Berlin envoyé spécial
Le titre du nouveau film de Vincent Dieutre, Mon Voyage d'hiver, indique clairement qu'il nous fait donation de son intimité. Ce voyage de Paris à Berlin en passant, entre autres, par Weimar et Dresde est son voyage d'hiver à lui. Comment s'y prend-t-il pour qu'au bout du chemin ce périple soit devenu le nôtre ? D'abord, en prenant au sérieux la notion de véhicule. C'est en voiture que Dieutre se déplace. Une sorte de travelling permanent qui n'est pas seulement une affaire de morale mais, en l'espèce, de carburant, d'essuie-glace (il neige en Allemagne l'hiver), de chômage et de buée sur les vitres. Nous voilà donc physiquement embarqué. Plutôt sur la banquette arrière (la fameuse place du spectateur ?). Car, à l'avant, à la place du mort, il y a un passager presque clandestin, Itvan, un adolescent que sa mère a demandé à Dieutre de convoyer jusqu'à Berlin. Le réalisateur s'adresse à lui et, par-dessus son épaule, comme dans la Lettre à un jeune poète, à sa propre jeunesse.

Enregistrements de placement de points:
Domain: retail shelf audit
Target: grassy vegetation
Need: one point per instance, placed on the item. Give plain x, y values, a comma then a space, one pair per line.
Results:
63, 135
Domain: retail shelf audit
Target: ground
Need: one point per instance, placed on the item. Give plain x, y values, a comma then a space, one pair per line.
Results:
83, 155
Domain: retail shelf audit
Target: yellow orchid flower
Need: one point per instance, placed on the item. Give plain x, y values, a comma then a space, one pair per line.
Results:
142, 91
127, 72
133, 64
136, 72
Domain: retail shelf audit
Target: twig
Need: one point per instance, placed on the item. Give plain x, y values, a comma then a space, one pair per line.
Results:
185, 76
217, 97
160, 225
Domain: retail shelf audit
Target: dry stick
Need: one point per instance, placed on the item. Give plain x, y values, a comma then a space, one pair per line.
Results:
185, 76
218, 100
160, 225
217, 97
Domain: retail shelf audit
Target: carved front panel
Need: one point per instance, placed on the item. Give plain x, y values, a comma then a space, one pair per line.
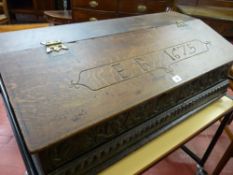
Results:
107, 81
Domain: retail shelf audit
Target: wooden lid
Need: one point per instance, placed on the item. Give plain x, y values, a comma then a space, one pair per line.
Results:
57, 95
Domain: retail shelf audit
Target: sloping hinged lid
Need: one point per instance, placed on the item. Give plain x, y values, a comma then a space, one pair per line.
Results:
60, 94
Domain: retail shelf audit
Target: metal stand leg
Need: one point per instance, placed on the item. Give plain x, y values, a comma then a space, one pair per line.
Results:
201, 161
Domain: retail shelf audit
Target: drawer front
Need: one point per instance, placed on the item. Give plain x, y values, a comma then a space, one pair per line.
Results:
80, 15
142, 6
106, 5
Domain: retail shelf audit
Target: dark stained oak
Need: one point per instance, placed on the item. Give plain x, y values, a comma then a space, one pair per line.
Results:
115, 75
87, 84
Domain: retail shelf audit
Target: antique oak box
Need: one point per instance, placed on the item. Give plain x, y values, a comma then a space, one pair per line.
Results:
112, 86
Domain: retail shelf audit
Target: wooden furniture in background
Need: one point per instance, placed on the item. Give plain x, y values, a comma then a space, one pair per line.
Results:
4, 18
92, 10
82, 96
229, 151
16, 27
58, 16
217, 14
34, 7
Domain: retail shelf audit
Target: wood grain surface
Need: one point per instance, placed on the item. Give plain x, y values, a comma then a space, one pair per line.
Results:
57, 95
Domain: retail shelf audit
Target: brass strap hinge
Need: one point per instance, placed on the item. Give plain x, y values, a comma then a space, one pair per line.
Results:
54, 46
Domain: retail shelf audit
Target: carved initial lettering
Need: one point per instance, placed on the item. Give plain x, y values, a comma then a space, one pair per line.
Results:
143, 64
120, 70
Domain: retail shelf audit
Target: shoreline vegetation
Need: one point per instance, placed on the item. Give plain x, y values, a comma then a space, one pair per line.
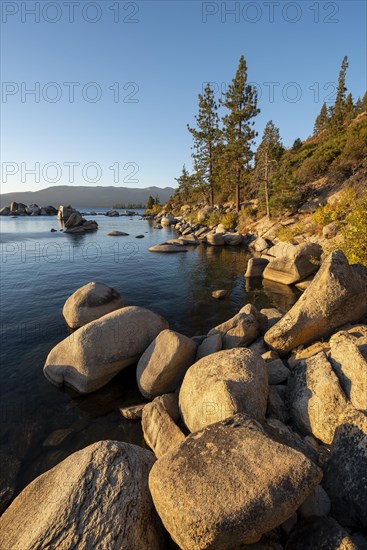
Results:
314, 190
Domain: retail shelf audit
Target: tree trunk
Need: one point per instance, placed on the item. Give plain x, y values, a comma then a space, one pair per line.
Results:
238, 191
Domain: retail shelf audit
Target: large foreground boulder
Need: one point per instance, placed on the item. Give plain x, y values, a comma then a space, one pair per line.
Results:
346, 472
164, 363
292, 263
241, 330
336, 296
228, 484
90, 302
315, 397
88, 359
96, 498
223, 384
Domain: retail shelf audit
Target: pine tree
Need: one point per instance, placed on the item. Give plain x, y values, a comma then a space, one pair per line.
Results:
349, 110
150, 202
185, 186
364, 103
206, 138
267, 157
338, 111
322, 120
297, 144
241, 102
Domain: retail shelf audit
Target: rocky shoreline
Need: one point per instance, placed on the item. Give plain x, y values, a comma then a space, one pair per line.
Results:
257, 430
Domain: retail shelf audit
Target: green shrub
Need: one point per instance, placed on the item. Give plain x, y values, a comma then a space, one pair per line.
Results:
229, 220
213, 218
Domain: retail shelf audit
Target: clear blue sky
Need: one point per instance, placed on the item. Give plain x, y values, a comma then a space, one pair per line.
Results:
169, 52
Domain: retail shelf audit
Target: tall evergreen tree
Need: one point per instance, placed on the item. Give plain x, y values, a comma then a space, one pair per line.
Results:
150, 202
267, 157
185, 184
338, 111
206, 138
297, 144
349, 109
358, 106
241, 102
322, 120
364, 103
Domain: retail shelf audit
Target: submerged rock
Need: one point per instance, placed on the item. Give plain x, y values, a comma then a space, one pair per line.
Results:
219, 294
320, 533
221, 385
241, 330
96, 352
115, 233
256, 267
336, 296
96, 498
10, 466
168, 248
90, 302
229, 483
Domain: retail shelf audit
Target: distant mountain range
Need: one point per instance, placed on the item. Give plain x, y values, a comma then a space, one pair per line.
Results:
87, 197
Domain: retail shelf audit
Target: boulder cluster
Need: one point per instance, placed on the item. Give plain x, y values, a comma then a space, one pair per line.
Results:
74, 222
193, 234
20, 209
257, 430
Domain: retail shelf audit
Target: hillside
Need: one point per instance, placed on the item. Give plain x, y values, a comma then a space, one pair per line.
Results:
87, 197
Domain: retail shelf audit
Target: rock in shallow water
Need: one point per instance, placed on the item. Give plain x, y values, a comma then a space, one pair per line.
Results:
164, 363
337, 295
239, 331
291, 263
95, 353
96, 498
221, 385
167, 248
161, 432
320, 534
90, 302
228, 484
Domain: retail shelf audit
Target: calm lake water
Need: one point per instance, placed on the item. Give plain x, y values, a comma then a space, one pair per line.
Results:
39, 271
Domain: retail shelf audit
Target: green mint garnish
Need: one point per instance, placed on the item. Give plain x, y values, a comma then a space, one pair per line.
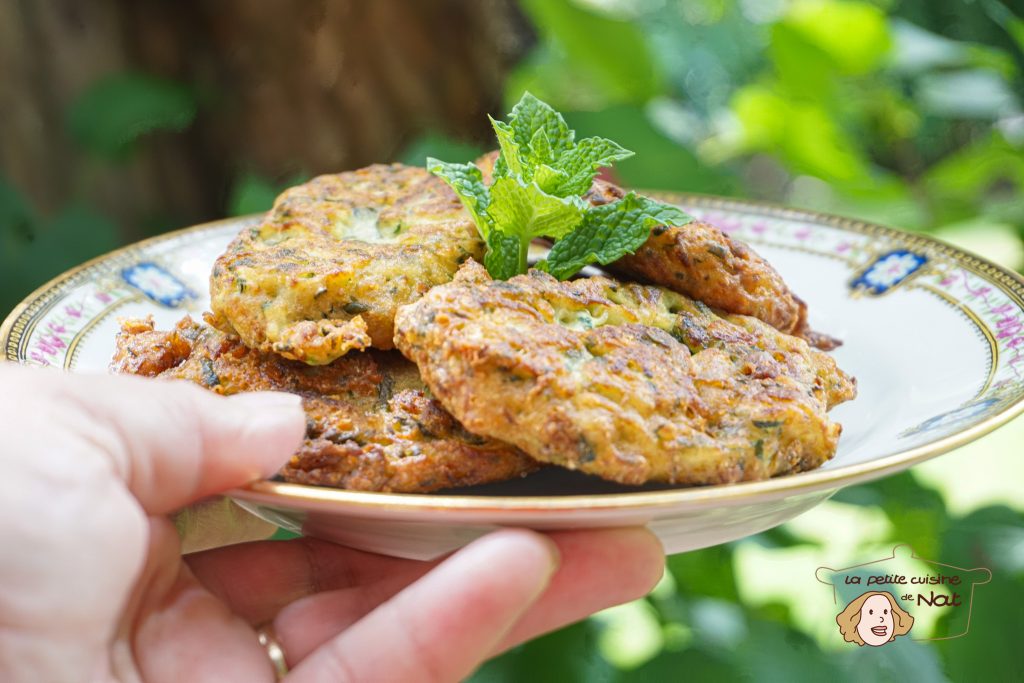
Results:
537, 186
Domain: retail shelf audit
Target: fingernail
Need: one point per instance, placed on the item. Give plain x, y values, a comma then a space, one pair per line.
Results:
274, 426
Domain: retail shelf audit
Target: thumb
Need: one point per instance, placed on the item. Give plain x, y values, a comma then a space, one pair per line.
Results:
171, 441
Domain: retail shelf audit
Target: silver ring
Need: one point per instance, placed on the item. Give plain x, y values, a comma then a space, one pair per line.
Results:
268, 640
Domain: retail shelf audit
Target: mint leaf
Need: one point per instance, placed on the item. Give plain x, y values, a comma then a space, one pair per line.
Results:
510, 158
530, 115
539, 177
505, 258
540, 148
467, 181
582, 162
607, 232
523, 210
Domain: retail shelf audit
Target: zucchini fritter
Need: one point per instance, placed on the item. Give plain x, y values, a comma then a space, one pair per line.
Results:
328, 267
628, 382
370, 424
700, 261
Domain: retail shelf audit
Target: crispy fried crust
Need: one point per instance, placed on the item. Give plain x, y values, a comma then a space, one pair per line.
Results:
328, 267
700, 261
370, 426
628, 382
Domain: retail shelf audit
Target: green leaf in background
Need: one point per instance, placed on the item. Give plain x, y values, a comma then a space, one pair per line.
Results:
563, 656
992, 538
612, 52
852, 36
251, 194
254, 194
437, 145
115, 112
659, 163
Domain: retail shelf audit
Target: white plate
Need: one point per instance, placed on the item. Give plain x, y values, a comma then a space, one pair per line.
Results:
934, 336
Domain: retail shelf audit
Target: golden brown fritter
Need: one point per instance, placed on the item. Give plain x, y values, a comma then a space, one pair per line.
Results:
705, 263
370, 425
328, 267
629, 382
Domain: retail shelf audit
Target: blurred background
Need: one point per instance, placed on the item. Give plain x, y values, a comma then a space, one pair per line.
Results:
122, 120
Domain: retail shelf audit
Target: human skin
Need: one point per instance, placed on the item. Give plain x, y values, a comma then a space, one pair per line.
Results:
876, 625
93, 585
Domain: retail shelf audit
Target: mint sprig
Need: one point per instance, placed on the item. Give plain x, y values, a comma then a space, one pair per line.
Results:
538, 182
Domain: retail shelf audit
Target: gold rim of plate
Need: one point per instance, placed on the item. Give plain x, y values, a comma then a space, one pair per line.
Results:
793, 484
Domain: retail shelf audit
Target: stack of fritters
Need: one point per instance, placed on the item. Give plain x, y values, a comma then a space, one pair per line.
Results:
630, 382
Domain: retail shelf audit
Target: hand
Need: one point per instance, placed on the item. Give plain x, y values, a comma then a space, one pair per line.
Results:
93, 585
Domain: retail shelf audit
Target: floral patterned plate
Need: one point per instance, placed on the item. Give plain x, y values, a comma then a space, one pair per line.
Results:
934, 336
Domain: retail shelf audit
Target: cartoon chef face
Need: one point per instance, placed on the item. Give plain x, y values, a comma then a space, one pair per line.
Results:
876, 627
873, 619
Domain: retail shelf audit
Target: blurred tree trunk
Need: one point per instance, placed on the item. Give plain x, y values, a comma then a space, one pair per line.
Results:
285, 86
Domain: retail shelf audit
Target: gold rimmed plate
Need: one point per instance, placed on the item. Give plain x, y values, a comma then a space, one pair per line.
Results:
934, 335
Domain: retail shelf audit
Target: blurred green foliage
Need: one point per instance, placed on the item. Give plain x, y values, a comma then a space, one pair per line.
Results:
903, 112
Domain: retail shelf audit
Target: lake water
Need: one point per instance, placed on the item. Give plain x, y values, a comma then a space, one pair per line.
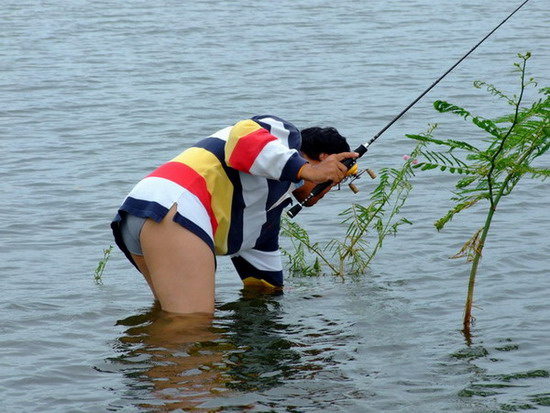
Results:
94, 94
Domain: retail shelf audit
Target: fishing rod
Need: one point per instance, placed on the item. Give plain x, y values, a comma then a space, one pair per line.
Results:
362, 149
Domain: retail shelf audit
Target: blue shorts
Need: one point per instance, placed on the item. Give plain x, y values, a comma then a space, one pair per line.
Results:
130, 229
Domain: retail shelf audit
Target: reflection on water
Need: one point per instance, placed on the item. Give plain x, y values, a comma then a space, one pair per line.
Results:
179, 362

→ CONSIGNES DE L'EXERCICE
**A.** D'après l'extrait choisi, qui est Itvan ?
**B.** Repérez dans les enregistrements chaque ligne contenant la chaîne "boulder", puis recopiez-la intégralement. Tenez compte de la casse.

→ CORRIGÉ DE L'EXERCICE
**A.** Itvan est un adolescent que sa mère a demandé à Dieutre de convoyer jusqu'à Berlin.

**B.**
Target: large foreground boulder
Target: boulder cluster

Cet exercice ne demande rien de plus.